* What is expected *
Repeat every record below exactly as written.

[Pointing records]

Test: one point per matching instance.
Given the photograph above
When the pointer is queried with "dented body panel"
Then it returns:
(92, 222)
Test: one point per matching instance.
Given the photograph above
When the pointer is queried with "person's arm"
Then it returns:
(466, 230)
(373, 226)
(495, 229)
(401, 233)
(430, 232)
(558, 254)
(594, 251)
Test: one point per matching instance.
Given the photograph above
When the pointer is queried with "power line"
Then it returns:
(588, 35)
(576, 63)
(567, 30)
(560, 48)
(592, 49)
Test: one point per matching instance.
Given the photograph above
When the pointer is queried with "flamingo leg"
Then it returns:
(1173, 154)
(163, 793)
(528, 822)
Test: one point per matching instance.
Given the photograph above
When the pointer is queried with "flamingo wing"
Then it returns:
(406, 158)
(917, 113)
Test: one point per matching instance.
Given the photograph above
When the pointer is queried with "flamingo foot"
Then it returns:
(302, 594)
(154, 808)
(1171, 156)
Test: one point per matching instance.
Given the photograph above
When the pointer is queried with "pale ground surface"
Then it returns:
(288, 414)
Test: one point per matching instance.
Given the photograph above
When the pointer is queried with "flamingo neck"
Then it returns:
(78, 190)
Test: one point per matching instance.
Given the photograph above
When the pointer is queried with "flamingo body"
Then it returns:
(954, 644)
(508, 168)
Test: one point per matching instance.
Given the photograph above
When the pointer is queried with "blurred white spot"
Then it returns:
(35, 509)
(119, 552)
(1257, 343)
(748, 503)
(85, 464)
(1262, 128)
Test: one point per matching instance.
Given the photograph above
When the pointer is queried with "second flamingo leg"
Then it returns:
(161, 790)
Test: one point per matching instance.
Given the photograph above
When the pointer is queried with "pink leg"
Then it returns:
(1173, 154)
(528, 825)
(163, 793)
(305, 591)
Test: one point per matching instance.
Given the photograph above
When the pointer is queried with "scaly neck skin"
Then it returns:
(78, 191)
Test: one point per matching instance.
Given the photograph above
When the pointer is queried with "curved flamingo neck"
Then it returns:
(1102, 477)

* Answer *
Test: one point per matching instance.
Given the photograph above
When the pointer is queried with "dented body panel"
Then it returns:
(92, 222)
Test: one point per matching instance.
Given the photograph above
When the pointer is queried with "person's arm"
Then it returns:
(466, 230)
(373, 226)
(495, 229)
(401, 233)
(430, 232)
(558, 254)
(594, 251)
Test: one point per matching instance.
Given the photograph above
When the pointer is queried with "power line"
Then it returns:
(588, 35)
(576, 63)
(567, 30)
(560, 48)
(592, 49)
Test: one point per matching instance.
Given the photograph above
When the pointer is queried with "flamingo leg"
Then it returns:
(1173, 154)
(163, 793)
(528, 822)
Test: one point per matching instance.
Given the photograph above
When the pointer is queried with "flamingo wing"
Then it returns:
(406, 158)
(917, 113)
Test: one point per matching instance.
Given the photograph above
When the pointer is queried with "flamingo foot"
Then it returns:
(302, 594)
(154, 808)
(1171, 156)
Test: one point per matching instance.
Given the photograph above
When the pointer is queried with "pale ground surface"
Then it returns:
(288, 414)
Test: one point per matching instance.
Given the photograph above
When the pointer is queried with "flamingo neck"
Then it returns:
(78, 190)
Test: one point per matching instance.
Given the photograph above
When the pointer is queried with "flamingo body"
Then it returns:
(954, 644)
(508, 168)
Test: one point per matching instance.
Given the photograph above
When the pointer is queried with "blurred white spot"
Then it returns:
(35, 509)
(119, 552)
(1257, 343)
(748, 503)
(85, 464)
(1262, 128)
Test: one point per matching instance.
Given the photograph above
When the pointer is queried with "second flamingo leg"
Then it returns:
(161, 790)
Test: one point per matching instance.
Given the photograph above
When the pointer is queried with "pink leg"
Then it returns:
(1173, 154)
(528, 825)
(163, 793)
(305, 591)
Test: one point per matching instance.
Given the photograph above
When the pointer is queried with "scaly neck skin"
Then it returns:
(78, 191)
Test: one point per matching instance.
Given the photograph above
When the pointer is queried with "curved flamingo neck"
Then it returns:
(1102, 477)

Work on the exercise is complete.